* **Work to be completed**
Convert the lines below into a numbered list, starting with the line containing "Where can the small" and running through the last line, inclusive. Leave out any blank lines.

* **Data provided**

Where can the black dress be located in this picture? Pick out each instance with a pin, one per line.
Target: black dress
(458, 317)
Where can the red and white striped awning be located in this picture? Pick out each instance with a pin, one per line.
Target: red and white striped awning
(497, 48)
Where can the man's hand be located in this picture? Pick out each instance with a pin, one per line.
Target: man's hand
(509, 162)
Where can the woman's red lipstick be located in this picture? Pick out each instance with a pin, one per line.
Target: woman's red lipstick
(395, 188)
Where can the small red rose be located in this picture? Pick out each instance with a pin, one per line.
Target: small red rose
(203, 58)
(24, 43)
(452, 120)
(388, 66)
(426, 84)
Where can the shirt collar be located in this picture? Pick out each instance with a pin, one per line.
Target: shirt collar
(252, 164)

* **Written solution**
1. Where can the small red rose be located in this picture? Pick out each instance with a pin, one per line.
2. Target: small red rose
3. (203, 58)
4. (24, 43)
5. (452, 120)
6. (388, 66)
7. (426, 84)
8. Where can the shirt collar be located in this picture? Pick out each instance with a pin, one per line.
9. Target: shirt collar
10. (252, 164)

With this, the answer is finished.